[Stored entries]
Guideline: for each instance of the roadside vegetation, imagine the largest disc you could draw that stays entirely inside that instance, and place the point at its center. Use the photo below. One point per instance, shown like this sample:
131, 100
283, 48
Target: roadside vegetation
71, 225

● Instructions to follow
Quote the data above line for line, without altering a single character.

● Complete output
Guideline: for each instance of the roadside vegetation, imagine the largest disc you could draw that stays entirely inside that instance, and place the point at its center. Use the photo below. One point per instance, shown like this sample:
131, 100
283, 48
Target: roadside vegetation
71, 225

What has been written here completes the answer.